Exercise instructions: Select and reproduce each line of the listing below that bears the string "item".

The data:
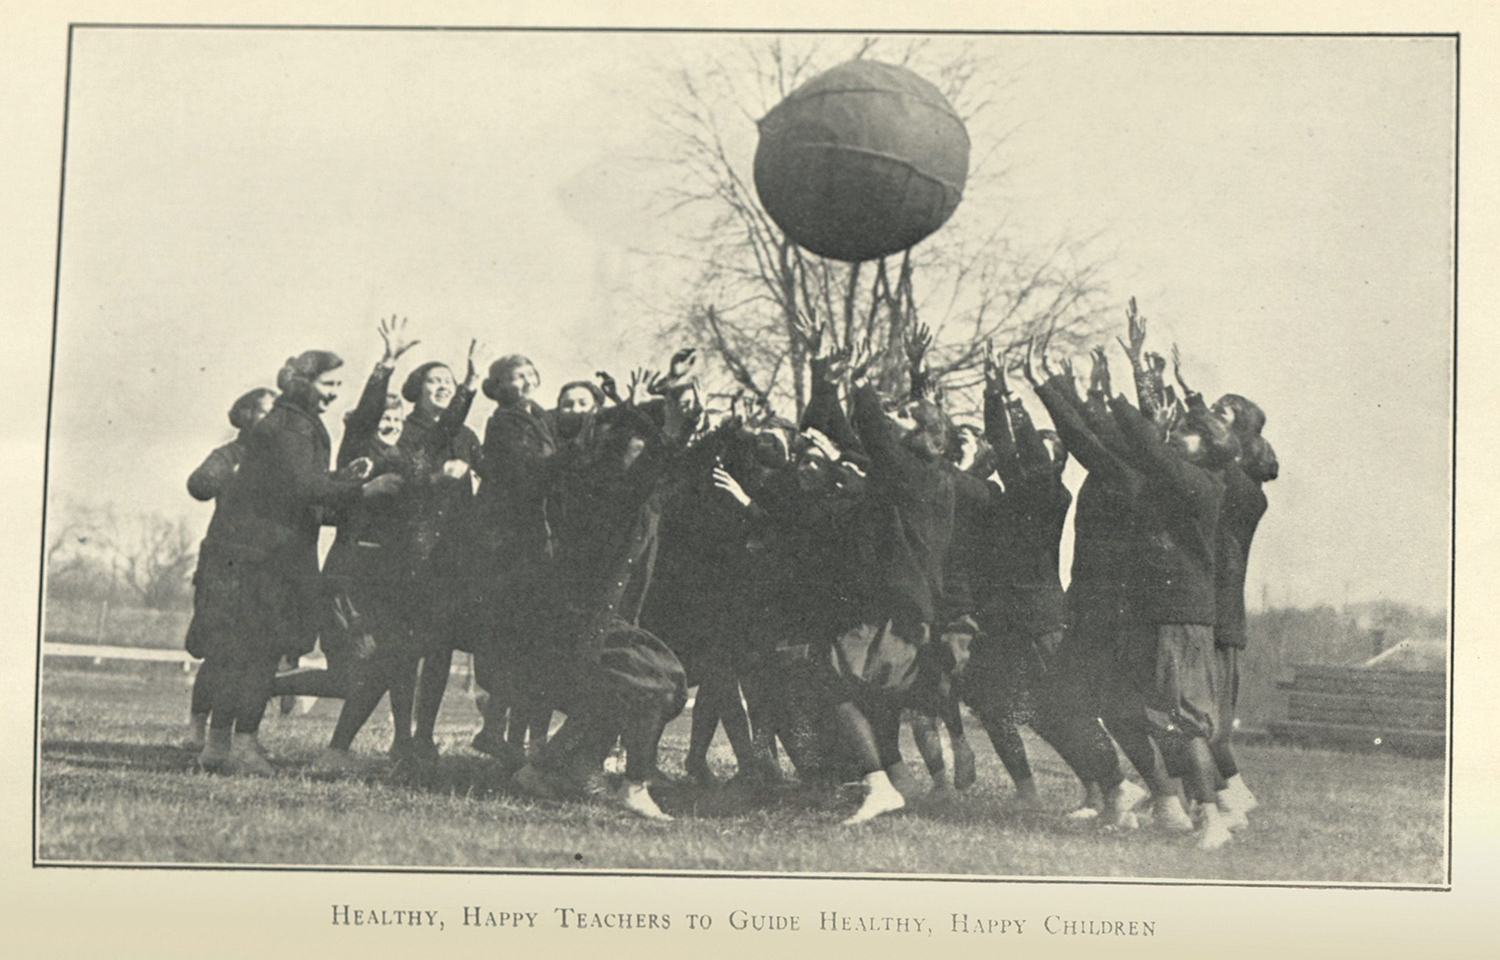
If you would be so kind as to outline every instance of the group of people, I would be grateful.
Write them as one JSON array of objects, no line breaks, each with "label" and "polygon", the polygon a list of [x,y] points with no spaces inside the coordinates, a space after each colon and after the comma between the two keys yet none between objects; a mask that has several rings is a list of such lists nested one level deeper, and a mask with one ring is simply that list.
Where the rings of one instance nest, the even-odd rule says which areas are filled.
[{"label": "group of people", "polygon": [[[502,357],[481,381],[472,344],[461,382],[430,362],[393,393],[414,345],[393,318],[336,457],[322,415],[342,361],[293,357],[279,393],[236,401],[238,438],[189,481],[217,501],[188,633],[199,762],[272,773],[256,731],[288,695],[343,699],[315,772],[359,767],[351,744],[386,695],[392,755],[430,762],[463,650],[487,694],[473,745],[529,794],[583,792],[623,746],[613,799],[670,819],[648,784],[696,685],[688,776],[713,780],[722,724],[739,777],[780,780],[784,752],[803,781],[862,781],[844,821],[862,823],[905,805],[903,717],[935,782],[974,782],[967,704],[1016,804],[1039,803],[1030,726],[1083,785],[1070,816],[1132,826],[1149,798],[1159,825],[1221,846],[1255,805],[1229,734],[1246,560],[1277,464],[1259,407],[1208,405],[1175,348],[1174,387],[1133,301],[1128,324],[1135,402],[1102,347],[1080,392],[1033,342],[1014,369],[986,350],[983,422],[955,425],[925,328],[884,392],[868,357],[799,328],[811,387],[792,423],[763,405],[706,417],[690,349],[623,396],[603,373],[567,383],[550,410],[530,360]],[[1016,370],[1054,430],[1032,422]],[[465,426],[476,386],[495,403],[482,442]],[[1087,475],[1064,590],[1070,454]],[[337,534],[320,569],[324,525]],[[278,671],[315,643],[326,668]]]}]

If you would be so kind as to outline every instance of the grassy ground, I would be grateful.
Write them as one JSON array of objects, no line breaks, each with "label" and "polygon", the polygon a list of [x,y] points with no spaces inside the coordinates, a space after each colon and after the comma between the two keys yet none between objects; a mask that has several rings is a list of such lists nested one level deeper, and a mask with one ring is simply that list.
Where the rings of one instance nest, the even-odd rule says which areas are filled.
[{"label": "grassy ground", "polygon": [[[467,746],[478,717],[456,686],[439,726],[434,782],[402,782],[379,762],[389,715],[361,734],[364,781],[301,774],[327,740],[337,702],[276,715],[263,740],[273,780],[195,772],[172,746],[188,687],[180,675],[51,670],[42,710],[39,856],[44,861],[174,861],[642,868],[754,872],[991,876],[1174,877],[1225,880],[1443,880],[1443,762],[1280,746],[1239,750],[1262,806],[1248,831],[1200,854],[1149,828],[1109,833],[1056,813],[1008,812],[1010,783],[977,728],[979,783],[960,795],[917,796],[912,807],[850,831],[848,791],[759,794],[685,783],[654,788],[679,819],[655,824],[599,803],[534,802],[510,793],[497,764]],[[384,708],[382,707],[382,711]],[[686,717],[668,729],[662,767],[681,770]],[[1077,787],[1029,740],[1043,799],[1068,807]],[[907,755],[916,757],[914,750]],[[721,774],[732,759],[715,743]],[[914,780],[926,786],[920,763]]]}]

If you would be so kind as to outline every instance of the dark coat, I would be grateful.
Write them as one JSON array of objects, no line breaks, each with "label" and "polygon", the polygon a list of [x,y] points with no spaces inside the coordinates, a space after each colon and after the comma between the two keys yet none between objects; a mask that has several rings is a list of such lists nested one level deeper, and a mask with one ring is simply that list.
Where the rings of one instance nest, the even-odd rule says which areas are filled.
[{"label": "dark coat", "polygon": [[283,655],[312,649],[324,609],[318,574],[323,511],[352,508],[361,482],[329,471],[328,431],[283,394],[245,436],[201,562],[213,584],[206,629]]},{"label": "dark coat", "polygon": [[557,446],[552,418],[529,400],[490,414],[477,508],[486,549],[502,566],[534,563],[547,552],[544,467]]},{"label": "dark coat", "polygon": [[1146,623],[1213,626],[1215,538],[1224,501],[1221,473],[1170,449],[1156,425],[1124,397],[1110,408],[1146,477],[1140,596]]}]

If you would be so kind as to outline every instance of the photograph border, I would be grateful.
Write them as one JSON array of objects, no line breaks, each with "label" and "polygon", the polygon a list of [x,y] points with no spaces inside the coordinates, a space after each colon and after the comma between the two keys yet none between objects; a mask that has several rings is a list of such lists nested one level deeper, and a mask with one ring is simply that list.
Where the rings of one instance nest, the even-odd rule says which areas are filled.
[{"label": "photograph border", "polygon": [[[828,36],[945,36],[945,37],[989,37],[989,36],[1063,36],[1063,37],[1157,37],[1157,38],[1246,38],[1246,39],[1449,39],[1453,41],[1453,224],[1452,243],[1452,287],[1451,345],[1448,357],[1450,370],[1449,390],[1449,488],[1448,488],[1448,608],[1447,608],[1447,666],[1445,670],[1447,696],[1447,730],[1445,739],[1446,804],[1443,825],[1444,853],[1442,857],[1444,877],[1441,883],[1399,884],[1382,882],[1348,881],[1275,881],[1275,880],[1209,880],[1175,878],[1130,878],[1130,877],[1074,877],[1074,876],[994,876],[968,874],[921,874],[921,873],[810,873],[810,872],[758,872],[734,870],[693,869],[571,869],[571,868],[523,868],[523,867],[431,867],[431,866],[354,866],[348,864],[258,864],[258,863],[179,863],[152,861],[88,861],[48,860],[39,855],[41,818],[41,760],[42,760],[42,675],[44,669],[43,642],[45,640],[45,601],[47,592],[47,528],[48,504],[51,480],[52,418],[57,379],[57,338],[62,291],[62,256],[64,225],[66,221],[68,131],[73,80],[73,41],[81,30],[193,30],[193,31],[328,31],[328,32],[385,32],[385,33],[610,33],[610,34],[677,34],[677,35],[828,35]],[[1460,203],[1461,152],[1462,152],[1462,34],[1454,31],[1216,31],[1216,30],[1097,30],[1097,29],[960,29],[917,27],[901,28],[854,28],[854,27],[688,27],[688,26],[626,26],[626,25],[444,25],[444,24],[342,24],[342,23],[214,23],[204,21],[149,22],[149,21],[70,21],[67,30],[66,77],[63,85],[63,109],[60,150],[59,190],[57,201],[56,253],[53,272],[53,303],[50,361],[47,381],[46,434],[42,447],[42,511],[39,578],[37,586],[37,628],[35,647],[35,676],[33,693],[35,709],[33,715],[32,743],[32,818],[31,818],[31,866],[34,869],[88,869],[88,870],[153,870],[153,871],[229,871],[271,873],[330,873],[330,874],[396,874],[396,875],[461,875],[461,876],[546,876],[572,877],[653,877],[653,878],[733,878],[770,880],[878,880],[920,881],[942,883],[1003,883],[1045,885],[1099,885],[1127,887],[1250,887],[1276,889],[1316,890],[1388,890],[1413,892],[1453,891],[1453,818],[1454,818],[1454,675],[1456,665],[1456,608],[1457,608],[1457,534],[1458,534],[1458,436],[1459,436],[1459,334],[1460,334],[1460,227],[1462,207]]]}]

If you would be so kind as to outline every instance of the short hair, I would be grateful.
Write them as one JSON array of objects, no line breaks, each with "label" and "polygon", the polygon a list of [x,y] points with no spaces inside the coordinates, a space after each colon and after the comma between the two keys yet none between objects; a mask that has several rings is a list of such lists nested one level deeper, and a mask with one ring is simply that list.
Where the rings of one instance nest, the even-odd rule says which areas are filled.
[{"label": "short hair", "polygon": [[344,365],[344,359],[331,350],[304,350],[295,357],[287,357],[276,374],[276,389],[282,393],[294,381],[311,383],[330,370]]},{"label": "short hair", "polygon": [[1210,464],[1225,464],[1240,454],[1240,440],[1223,417],[1211,411],[1189,410],[1180,429],[1203,438],[1204,454]]},{"label": "short hair", "polygon": [[1281,473],[1276,450],[1265,437],[1250,437],[1240,451],[1240,467],[1256,483],[1269,483]]},{"label": "short hair", "polygon": [[1217,406],[1234,411],[1234,432],[1240,436],[1260,436],[1266,425],[1266,412],[1252,400],[1237,393],[1226,393],[1219,398]]},{"label": "short hair", "polygon": [[500,382],[512,370],[517,370],[521,367],[530,367],[532,378],[536,381],[536,385],[541,385],[542,375],[537,372],[536,364],[532,363],[528,357],[522,356],[519,353],[512,353],[490,364],[490,374],[484,378],[484,383],[480,385],[480,389],[484,391],[485,396],[498,403],[500,401]]},{"label": "short hair", "polygon": [[248,430],[250,418],[255,416],[260,402],[266,397],[276,399],[276,391],[270,387],[256,387],[254,390],[240,395],[240,398],[229,405],[229,424],[236,430]]},{"label": "short hair", "polygon": [[[527,360],[526,362],[530,363],[531,361]],[[512,368],[512,369],[514,369],[514,368]],[[533,367],[532,369],[534,370],[536,368]],[[592,381],[592,380],[569,380],[567,383],[563,384],[562,388],[557,391],[557,405],[559,407],[562,406],[562,399],[563,399],[563,397],[567,396],[567,393],[568,393],[569,390],[587,390],[589,392],[589,395],[594,398],[594,409],[595,410],[602,410],[602,409],[604,409],[604,391],[601,390],[601,389],[599,389],[599,385],[597,383],[595,383],[594,381]],[[485,395],[489,396],[488,392],[486,392]],[[490,397],[490,399],[493,400],[495,398],[494,397]]]},{"label": "short hair", "polygon": [[401,396],[407,403],[416,403],[422,397],[422,384],[427,382],[427,375],[438,367],[442,367],[449,373],[453,368],[441,360],[429,360],[406,375],[406,382],[401,384]]},{"label": "short hair", "polygon": [[911,401],[908,409],[911,412],[911,418],[917,421],[917,428],[912,431],[916,436],[912,439],[934,459],[944,456],[957,434],[953,429],[953,422],[948,419],[943,408],[932,400],[922,397]]}]

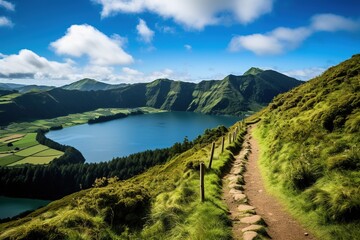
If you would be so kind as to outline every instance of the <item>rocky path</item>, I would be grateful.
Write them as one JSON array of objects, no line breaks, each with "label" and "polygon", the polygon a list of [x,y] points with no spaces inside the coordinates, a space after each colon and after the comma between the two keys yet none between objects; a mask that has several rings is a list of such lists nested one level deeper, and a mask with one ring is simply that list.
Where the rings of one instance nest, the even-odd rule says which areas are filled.
[{"label": "rocky path", "polygon": [[232,169],[223,179],[223,199],[229,208],[235,239],[315,239],[268,194],[258,168],[259,145],[252,126]]}]

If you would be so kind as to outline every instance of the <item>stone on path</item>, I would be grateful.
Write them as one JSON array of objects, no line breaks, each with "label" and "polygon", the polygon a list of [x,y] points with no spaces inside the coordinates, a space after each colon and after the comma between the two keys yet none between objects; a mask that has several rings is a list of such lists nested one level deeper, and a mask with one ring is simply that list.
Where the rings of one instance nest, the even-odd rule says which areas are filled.
[{"label": "stone on path", "polygon": [[250,225],[246,228],[243,228],[241,229],[242,232],[248,232],[248,231],[255,231],[255,232],[258,232],[260,230],[264,229],[263,226],[261,225],[257,225],[257,224],[254,224],[254,225]]},{"label": "stone on path", "polygon": [[247,204],[241,204],[238,206],[238,210],[240,212],[247,212],[247,211],[252,211],[255,208],[253,206],[247,205]]},{"label": "stone on path", "polygon": [[244,232],[243,234],[243,239],[244,240],[253,240],[258,236],[258,234],[256,232],[253,231],[248,231],[248,232]]},{"label": "stone on path", "polygon": [[230,183],[229,184],[229,188],[230,189],[237,189],[237,190],[244,190],[244,187],[242,186],[242,185],[240,185],[240,184],[237,184],[237,183]]},{"label": "stone on path", "polygon": [[244,201],[246,200],[246,195],[242,193],[236,193],[234,194],[233,198],[235,201]]},{"label": "stone on path", "polygon": [[247,224],[256,224],[260,223],[262,221],[261,217],[259,215],[254,215],[251,217],[244,217],[240,219],[240,222],[247,223]]},{"label": "stone on path", "polygon": [[242,194],[242,191],[233,188],[233,189],[230,189],[229,193],[230,194]]}]

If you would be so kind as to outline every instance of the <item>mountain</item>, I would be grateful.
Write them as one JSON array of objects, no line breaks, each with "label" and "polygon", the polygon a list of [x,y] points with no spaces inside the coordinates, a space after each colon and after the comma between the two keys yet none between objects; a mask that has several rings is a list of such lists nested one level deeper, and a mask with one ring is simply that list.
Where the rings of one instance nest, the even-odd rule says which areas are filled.
[{"label": "mountain", "polygon": [[[2,124],[7,124],[12,121],[52,118],[97,108],[144,106],[169,111],[241,115],[247,111],[259,110],[274,96],[301,83],[278,72],[267,70],[256,75],[229,75],[221,81],[202,81],[198,84],[158,79],[151,83],[138,83],[103,91],[56,88],[46,92],[22,94],[7,104],[1,104],[0,119]],[[72,86],[90,89],[90,86],[98,86],[98,82],[83,80]],[[104,85],[101,83],[100,86]]]},{"label": "mountain", "polygon": [[20,93],[28,93],[28,92],[43,92],[54,89],[52,86],[39,86],[39,85],[26,85],[23,87],[16,88]]},{"label": "mountain", "polygon": [[62,86],[65,90],[78,90],[78,91],[99,91],[110,90],[125,87],[127,84],[111,85],[103,82],[98,82],[94,79],[85,78],[69,85]]},{"label": "mountain", "polygon": [[13,90],[20,93],[49,91],[55,87],[41,85],[24,85],[15,83],[0,83],[0,90]]},{"label": "mountain", "polygon": [[275,194],[321,239],[360,236],[360,55],[277,96],[258,117]]},{"label": "mountain", "polygon": [[256,67],[252,67],[249,70],[247,70],[243,75],[257,75],[259,73],[262,73],[264,70]]},{"label": "mountain", "polygon": [[18,88],[22,88],[26,85],[24,84],[15,84],[15,83],[0,83],[1,90],[16,90]]}]

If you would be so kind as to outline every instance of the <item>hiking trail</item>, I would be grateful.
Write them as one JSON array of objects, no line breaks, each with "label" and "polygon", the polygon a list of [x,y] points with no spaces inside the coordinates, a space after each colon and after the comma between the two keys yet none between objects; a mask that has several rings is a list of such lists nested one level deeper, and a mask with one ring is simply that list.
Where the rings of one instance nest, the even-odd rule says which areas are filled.
[{"label": "hiking trail", "polygon": [[248,132],[230,172],[223,178],[234,239],[315,240],[265,187],[258,166],[259,144]]}]

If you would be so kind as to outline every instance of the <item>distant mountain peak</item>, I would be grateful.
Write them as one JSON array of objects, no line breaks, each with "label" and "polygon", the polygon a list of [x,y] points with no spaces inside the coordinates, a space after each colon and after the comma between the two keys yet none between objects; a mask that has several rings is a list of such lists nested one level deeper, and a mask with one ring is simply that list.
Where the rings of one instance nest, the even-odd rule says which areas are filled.
[{"label": "distant mountain peak", "polygon": [[244,73],[244,76],[246,76],[246,75],[258,75],[259,73],[262,73],[262,72],[264,72],[264,70],[262,70],[260,68],[252,67],[252,68],[250,68],[249,70],[247,70]]}]

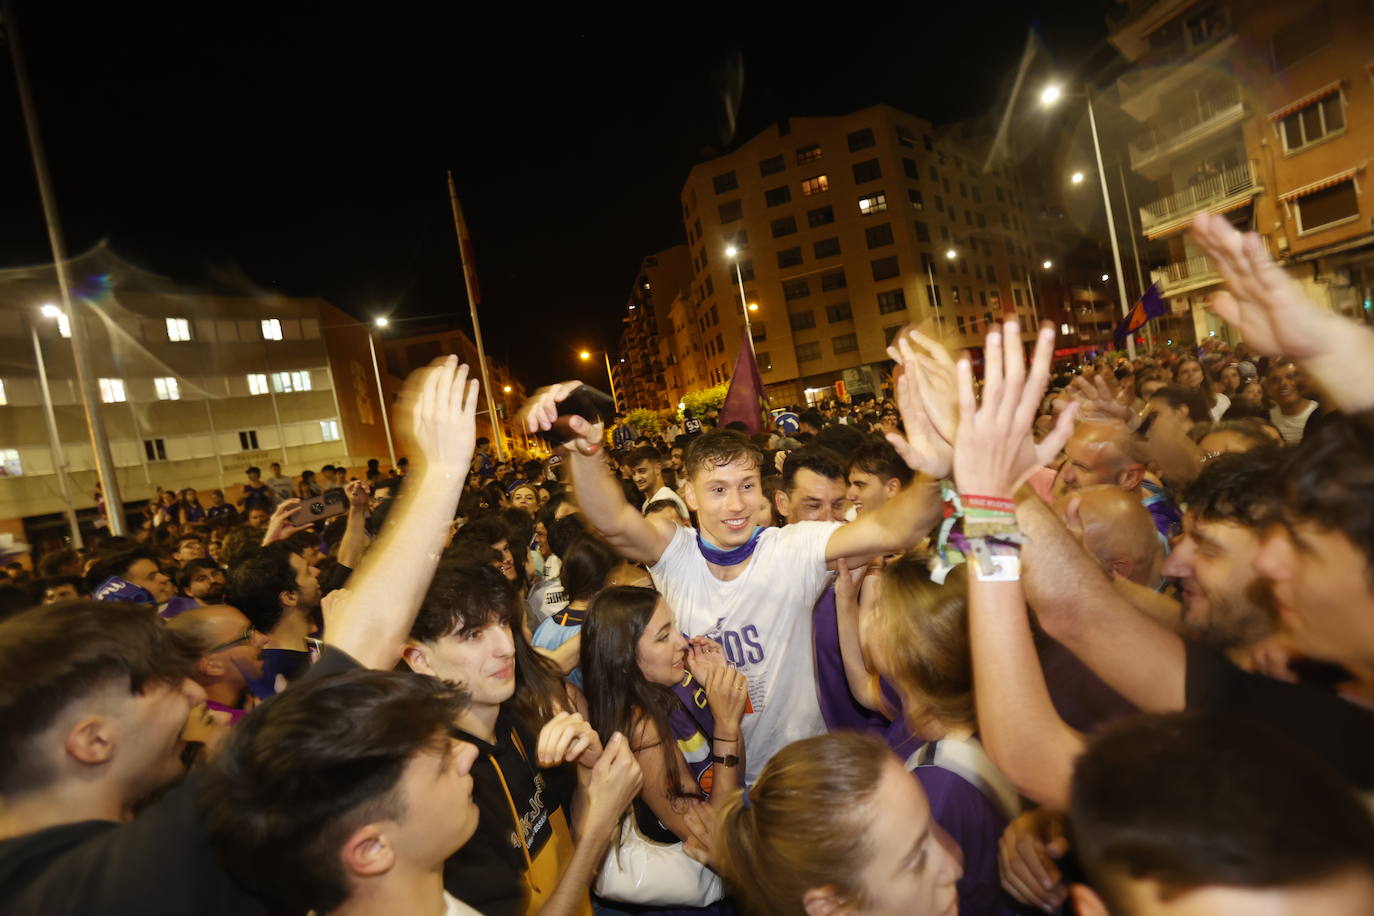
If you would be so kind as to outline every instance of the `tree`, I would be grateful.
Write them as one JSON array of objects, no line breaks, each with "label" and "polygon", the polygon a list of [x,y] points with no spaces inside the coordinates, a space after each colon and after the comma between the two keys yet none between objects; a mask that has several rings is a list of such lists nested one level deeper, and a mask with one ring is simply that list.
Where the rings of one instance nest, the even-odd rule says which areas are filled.
[{"label": "tree", "polygon": [[647,407],[638,407],[625,414],[625,422],[638,430],[641,436],[662,435],[668,425],[663,422],[658,411],[649,410]]},{"label": "tree", "polygon": [[729,390],[730,384],[722,382],[714,388],[689,391],[682,396],[682,406],[690,410],[692,416],[700,418],[708,410],[719,410],[720,405],[725,403],[725,395]]}]

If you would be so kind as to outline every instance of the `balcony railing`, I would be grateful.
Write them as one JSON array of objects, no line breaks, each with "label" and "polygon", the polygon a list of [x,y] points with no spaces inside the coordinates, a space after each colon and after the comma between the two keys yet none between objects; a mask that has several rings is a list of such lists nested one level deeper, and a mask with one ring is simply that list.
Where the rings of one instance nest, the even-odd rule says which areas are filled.
[{"label": "balcony railing", "polygon": [[1170,296],[1219,283],[1221,274],[1211,258],[1200,254],[1186,261],[1167,264],[1160,270],[1152,270],[1150,279],[1159,284],[1164,295]]},{"label": "balcony railing", "polygon": [[1244,114],[1244,103],[1234,95],[1204,99],[1192,111],[1169,120],[1132,143],[1131,168],[1138,169],[1146,162],[1183,149],[1215,128],[1239,121]]},{"label": "balcony railing", "polygon": [[1197,178],[1183,190],[1141,207],[1140,228],[1148,235],[1194,213],[1253,197],[1260,190],[1259,170],[1254,160],[1242,162],[1225,171]]}]

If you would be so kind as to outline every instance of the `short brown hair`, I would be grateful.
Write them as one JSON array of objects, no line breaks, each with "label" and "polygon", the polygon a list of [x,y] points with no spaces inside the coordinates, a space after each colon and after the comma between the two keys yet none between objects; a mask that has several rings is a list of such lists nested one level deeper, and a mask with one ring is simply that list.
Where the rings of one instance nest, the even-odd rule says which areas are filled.
[{"label": "short brown hair", "polygon": [[682,456],[682,470],[690,480],[705,468],[720,468],[744,458],[754,467],[763,467],[763,452],[739,433],[718,429],[702,433],[687,445]]},{"label": "short brown hair", "polygon": [[29,745],[73,703],[113,688],[137,694],[180,684],[199,658],[140,604],[63,601],[0,624],[0,795],[54,778]]},{"label": "short brown hair", "polygon": [[748,913],[800,914],[802,898],[833,887],[864,903],[860,875],[872,856],[862,837],[883,767],[900,763],[879,738],[830,732],[773,755],[749,791],[720,812],[721,874]]}]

Final answer:
If you would be so kind as to outline every instance of the <item>rocky path</item>, I would be grateful.
If you would be so kind as to outline every instance of the <item>stone on path</item>, I would be grateful.
If you would be so kind as to outline every instance of the <item>mountain</item>, I would be grateful.
If you would be so kind as to outline every instance of the <item>hiking trail</item>, I would be grateful.
If you would be so kind as to outline every instance of the <item>distant mountain peak</item>, I would be grateful.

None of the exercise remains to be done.